■ Task prompt ■
For each line below that holds the word "white", make a copy.

■ Data for review ■
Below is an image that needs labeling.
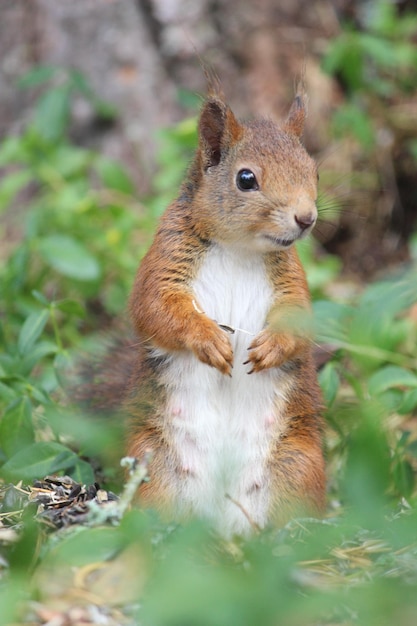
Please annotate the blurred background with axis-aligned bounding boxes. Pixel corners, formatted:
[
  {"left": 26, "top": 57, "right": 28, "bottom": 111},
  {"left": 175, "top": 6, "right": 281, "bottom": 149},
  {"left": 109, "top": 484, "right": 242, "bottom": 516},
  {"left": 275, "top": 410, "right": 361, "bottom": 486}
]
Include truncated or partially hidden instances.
[{"left": 1, "top": 0, "right": 417, "bottom": 277}]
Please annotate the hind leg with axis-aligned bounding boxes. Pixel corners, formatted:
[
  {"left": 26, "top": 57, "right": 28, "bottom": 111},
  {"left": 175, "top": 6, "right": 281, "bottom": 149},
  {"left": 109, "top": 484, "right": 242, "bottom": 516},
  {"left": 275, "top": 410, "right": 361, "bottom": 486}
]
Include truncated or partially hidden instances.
[{"left": 268, "top": 414, "right": 326, "bottom": 526}]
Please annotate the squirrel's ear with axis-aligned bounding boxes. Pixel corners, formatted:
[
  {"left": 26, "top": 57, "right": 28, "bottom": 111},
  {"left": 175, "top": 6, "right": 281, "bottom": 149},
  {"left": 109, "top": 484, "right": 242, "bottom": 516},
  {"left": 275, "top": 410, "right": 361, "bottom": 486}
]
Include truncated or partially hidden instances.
[
  {"left": 198, "top": 98, "right": 242, "bottom": 169},
  {"left": 283, "top": 95, "right": 307, "bottom": 138}
]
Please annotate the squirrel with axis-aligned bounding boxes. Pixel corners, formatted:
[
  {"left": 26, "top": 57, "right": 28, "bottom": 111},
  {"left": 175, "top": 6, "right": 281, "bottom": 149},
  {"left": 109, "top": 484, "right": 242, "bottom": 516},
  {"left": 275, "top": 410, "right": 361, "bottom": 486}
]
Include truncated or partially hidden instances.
[
  {"left": 122, "top": 87, "right": 326, "bottom": 537},
  {"left": 78, "top": 86, "right": 326, "bottom": 537}
]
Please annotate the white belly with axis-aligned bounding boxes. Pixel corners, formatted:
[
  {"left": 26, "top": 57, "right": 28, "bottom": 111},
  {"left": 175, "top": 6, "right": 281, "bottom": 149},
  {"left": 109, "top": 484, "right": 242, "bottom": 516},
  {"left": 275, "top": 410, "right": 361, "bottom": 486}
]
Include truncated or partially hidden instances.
[{"left": 160, "top": 244, "right": 290, "bottom": 536}]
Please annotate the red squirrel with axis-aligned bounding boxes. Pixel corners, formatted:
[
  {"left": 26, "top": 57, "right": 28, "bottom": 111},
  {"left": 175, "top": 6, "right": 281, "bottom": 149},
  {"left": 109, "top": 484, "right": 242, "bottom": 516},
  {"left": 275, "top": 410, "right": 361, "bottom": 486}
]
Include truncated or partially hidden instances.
[{"left": 121, "top": 87, "right": 326, "bottom": 536}]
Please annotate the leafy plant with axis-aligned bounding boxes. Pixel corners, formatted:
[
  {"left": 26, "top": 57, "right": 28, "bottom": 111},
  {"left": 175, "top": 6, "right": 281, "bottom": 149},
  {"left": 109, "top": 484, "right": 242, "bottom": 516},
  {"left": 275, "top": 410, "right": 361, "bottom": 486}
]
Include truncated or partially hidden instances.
[
  {"left": 322, "top": 0, "right": 417, "bottom": 147},
  {"left": 0, "top": 70, "right": 158, "bottom": 344},
  {"left": 0, "top": 70, "right": 146, "bottom": 488},
  {"left": 18, "top": 65, "right": 116, "bottom": 142},
  {"left": 317, "top": 263, "right": 417, "bottom": 501},
  {"left": 0, "top": 292, "right": 98, "bottom": 484}
]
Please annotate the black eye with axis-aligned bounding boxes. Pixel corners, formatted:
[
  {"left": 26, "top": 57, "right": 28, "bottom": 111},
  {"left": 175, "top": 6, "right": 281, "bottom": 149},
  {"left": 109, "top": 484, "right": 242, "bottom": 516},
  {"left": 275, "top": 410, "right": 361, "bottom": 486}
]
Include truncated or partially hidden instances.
[{"left": 236, "top": 169, "right": 259, "bottom": 191}]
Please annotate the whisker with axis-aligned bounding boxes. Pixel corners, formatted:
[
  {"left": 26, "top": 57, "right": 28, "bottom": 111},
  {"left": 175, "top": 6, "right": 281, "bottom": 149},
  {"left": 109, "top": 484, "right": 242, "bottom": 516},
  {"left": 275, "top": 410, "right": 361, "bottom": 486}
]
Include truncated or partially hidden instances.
[
  {"left": 318, "top": 206, "right": 366, "bottom": 220},
  {"left": 314, "top": 145, "right": 347, "bottom": 169}
]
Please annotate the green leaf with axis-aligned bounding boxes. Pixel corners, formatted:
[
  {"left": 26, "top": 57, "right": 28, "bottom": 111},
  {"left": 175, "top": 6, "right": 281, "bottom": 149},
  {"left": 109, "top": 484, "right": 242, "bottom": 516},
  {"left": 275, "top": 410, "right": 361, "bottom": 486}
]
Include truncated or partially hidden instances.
[
  {"left": 38, "top": 234, "right": 101, "bottom": 281},
  {"left": 17, "top": 65, "right": 57, "bottom": 89},
  {"left": 20, "top": 340, "right": 58, "bottom": 376},
  {"left": 1, "top": 442, "right": 78, "bottom": 481},
  {"left": 55, "top": 299, "right": 86, "bottom": 317},
  {"left": 368, "top": 366, "right": 417, "bottom": 397},
  {"left": 96, "top": 157, "right": 134, "bottom": 194},
  {"left": 318, "top": 362, "right": 340, "bottom": 407},
  {"left": 322, "top": 32, "right": 364, "bottom": 92},
  {"left": 69, "top": 70, "right": 117, "bottom": 119},
  {"left": 34, "top": 85, "right": 72, "bottom": 142},
  {"left": 0, "top": 136, "right": 26, "bottom": 166},
  {"left": 333, "top": 102, "right": 375, "bottom": 148},
  {"left": 399, "top": 388, "right": 417, "bottom": 415},
  {"left": 0, "top": 170, "right": 32, "bottom": 210},
  {"left": 360, "top": 33, "right": 397, "bottom": 69},
  {"left": 69, "top": 459, "right": 95, "bottom": 485},
  {"left": 54, "top": 351, "right": 74, "bottom": 387},
  {"left": 0, "top": 582, "right": 25, "bottom": 626},
  {"left": 31, "top": 290, "right": 50, "bottom": 306},
  {"left": 40, "top": 526, "right": 124, "bottom": 570},
  {"left": 392, "top": 457, "right": 415, "bottom": 498},
  {"left": 0, "top": 398, "right": 35, "bottom": 458},
  {"left": 53, "top": 145, "right": 92, "bottom": 177},
  {"left": 0, "top": 381, "right": 17, "bottom": 404},
  {"left": 17, "top": 309, "right": 49, "bottom": 356},
  {"left": 359, "top": 272, "right": 417, "bottom": 318},
  {"left": 313, "top": 300, "right": 352, "bottom": 344}
]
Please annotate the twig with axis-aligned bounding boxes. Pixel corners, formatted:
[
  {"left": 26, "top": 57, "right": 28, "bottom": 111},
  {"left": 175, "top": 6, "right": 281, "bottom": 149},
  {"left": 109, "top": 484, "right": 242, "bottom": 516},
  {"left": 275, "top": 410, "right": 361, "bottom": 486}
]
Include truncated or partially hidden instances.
[
  {"left": 118, "top": 451, "right": 153, "bottom": 517},
  {"left": 225, "top": 493, "right": 261, "bottom": 534}
]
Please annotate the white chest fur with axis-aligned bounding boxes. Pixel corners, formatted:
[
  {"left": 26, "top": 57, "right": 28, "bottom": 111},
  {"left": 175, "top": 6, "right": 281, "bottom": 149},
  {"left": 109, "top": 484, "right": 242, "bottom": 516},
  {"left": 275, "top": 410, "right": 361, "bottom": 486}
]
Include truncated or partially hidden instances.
[{"left": 160, "top": 244, "right": 290, "bottom": 536}]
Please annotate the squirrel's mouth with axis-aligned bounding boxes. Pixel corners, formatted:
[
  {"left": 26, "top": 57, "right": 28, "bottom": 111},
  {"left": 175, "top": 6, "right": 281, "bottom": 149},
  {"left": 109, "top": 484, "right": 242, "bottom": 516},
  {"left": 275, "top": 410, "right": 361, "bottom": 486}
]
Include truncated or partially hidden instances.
[{"left": 262, "top": 234, "right": 296, "bottom": 248}]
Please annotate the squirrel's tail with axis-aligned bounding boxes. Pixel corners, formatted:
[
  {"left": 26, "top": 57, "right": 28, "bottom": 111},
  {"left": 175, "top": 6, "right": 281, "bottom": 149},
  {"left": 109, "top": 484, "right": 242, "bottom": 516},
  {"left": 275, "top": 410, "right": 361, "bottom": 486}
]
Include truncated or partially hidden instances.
[{"left": 70, "top": 332, "right": 137, "bottom": 416}]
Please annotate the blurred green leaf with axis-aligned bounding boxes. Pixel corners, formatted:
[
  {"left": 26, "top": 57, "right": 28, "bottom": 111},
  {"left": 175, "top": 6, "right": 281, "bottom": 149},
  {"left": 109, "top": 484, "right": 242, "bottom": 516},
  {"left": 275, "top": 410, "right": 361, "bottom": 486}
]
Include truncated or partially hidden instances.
[
  {"left": 69, "top": 69, "right": 117, "bottom": 119},
  {"left": 333, "top": 102, "right": 375, "bottom": 147},
  {"left": 319, "top": 362, "right": 340, "bottom": 407},
  {"left": 31, "top": 290, "right": 50, "bottom": 306},
  {"left": 343, "top": 403, "right": 391, "bottom": 520},
  {"left": 313, "top": 299, "right": 352, "bottom": 344},
  {"left": 55, "top": 299, "right": 85, "bottom": 317},
  {"left": 368, "top": 366, "right": 417, "bottom": 396},
  {"left": 17, "top": 65, "right": 57, "bottom": 89},
  {"left": 399, "top": 388, "right": 417, "bottom": 414},
  {"left": 0, "top": 582, "right": 26, "bottom": 626},
  {"left": 0, "top": 397, "right": 35, "bottom": 458},
  {"left": 34, "top": 85, "right": 72, "bottom": 141},
  {"left": 96, "top": 157, "right": 134, "bottom": 194},
  {"left": 0, "top": 169, "right": 32, "bottom": 210},
  {"left": 0, "top": 381, "right": 18, "bottom": 404},
  {"left": 19, "top": 340, "right": 58, "bottom": 376},
  {"left": 360, "top": 33, "right": 397, "bottom": 68},
  {"left": 69, "top": 458, "right": 95, "bottom": 484},
  {"left": 322, "top": 32, "right": 364, "bottom": 91},
  {"left": 1, "top": 441, "right": 78, "bottom": 481},
  {"left": 17, "top": 309, "right": 49, "bottom": 356},
  {"left": 40, "top": 526, "right": 124, "bottom": 569},
  {"left": 392, "top": 455, "right": 415, "bottom": 498},
  {"left": 53, "top": 145, "right": 92, "bottom": 178},
  {"left": 0, "top": 136, "right": 25, "bottom": 166},
  {"left": 38, "top": 234, "right": 101, "bottom": 281}
]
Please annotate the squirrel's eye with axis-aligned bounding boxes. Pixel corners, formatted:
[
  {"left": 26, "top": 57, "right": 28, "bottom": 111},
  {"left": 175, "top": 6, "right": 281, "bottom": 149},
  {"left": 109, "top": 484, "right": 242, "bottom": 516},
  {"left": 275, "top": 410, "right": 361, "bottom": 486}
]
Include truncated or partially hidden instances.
[{"left": 236, "top": 169, "right": 259, "bottom": 191}]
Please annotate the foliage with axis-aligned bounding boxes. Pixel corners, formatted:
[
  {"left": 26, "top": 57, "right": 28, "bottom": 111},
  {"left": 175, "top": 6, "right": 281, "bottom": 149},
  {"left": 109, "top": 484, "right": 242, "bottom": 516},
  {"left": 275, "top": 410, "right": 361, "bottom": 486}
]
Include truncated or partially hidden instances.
[
  {"left": 316, "top": 263, "right": 417, "bottom": 504},
  {"left": 0, "top": 61, "right": 416, "bottom": 626},
  {"left": 322, "top": 0, "right": 417, "bottom": 148},
  {"left": 0, "top": 69, "right": 148, "bottom": 491},
  {"left": 0, "top": 65, "right": 151, "bottom": 341}
]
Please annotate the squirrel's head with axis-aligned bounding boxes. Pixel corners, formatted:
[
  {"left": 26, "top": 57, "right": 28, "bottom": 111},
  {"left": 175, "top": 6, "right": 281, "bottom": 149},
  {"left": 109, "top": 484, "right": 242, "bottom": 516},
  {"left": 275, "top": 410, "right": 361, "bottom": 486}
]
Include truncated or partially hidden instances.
[{"left": 194, "top": 93, "right": 318, "bottom": 252}]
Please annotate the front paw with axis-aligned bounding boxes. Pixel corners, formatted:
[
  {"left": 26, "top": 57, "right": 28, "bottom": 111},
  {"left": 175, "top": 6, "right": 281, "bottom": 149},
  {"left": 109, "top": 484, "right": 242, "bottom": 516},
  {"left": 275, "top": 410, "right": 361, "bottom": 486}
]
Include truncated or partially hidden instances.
[
  {"left": 188, "top": 318, "right": 233, "bottom": 376},
  {"left": 245, "top": 329, "right": 299, "bottom": 373}
]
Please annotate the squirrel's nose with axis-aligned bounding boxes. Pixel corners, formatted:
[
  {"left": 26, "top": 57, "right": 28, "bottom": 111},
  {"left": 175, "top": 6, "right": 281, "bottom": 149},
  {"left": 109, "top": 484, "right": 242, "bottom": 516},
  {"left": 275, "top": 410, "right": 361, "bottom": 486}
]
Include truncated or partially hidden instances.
[{"left": 294, "top": 213, "right": 316, "bottom": 231}]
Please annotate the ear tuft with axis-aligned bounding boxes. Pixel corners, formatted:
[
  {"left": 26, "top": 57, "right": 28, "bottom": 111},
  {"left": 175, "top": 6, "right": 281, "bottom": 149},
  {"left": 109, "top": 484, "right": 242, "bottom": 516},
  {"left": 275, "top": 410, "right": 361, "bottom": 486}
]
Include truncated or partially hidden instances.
[
  {"left": 203, "top": 65, "right": 225, "bottom": 101},
  {"left": 283, "top": 93, "right": 307, "bottom": 138},
  {"left": 198, "top": 97, "right": 242, "bottom": 169}
]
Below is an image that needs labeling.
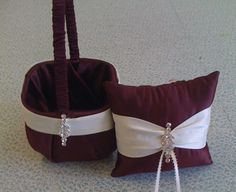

■ Finished exercise ■
Please annotate the white belly with axis-aligned bounding boxes. Pixel corners, formatted:
Please annotate the white chest fur with axis-aligned bounding boxes. Pixel corners, formatted:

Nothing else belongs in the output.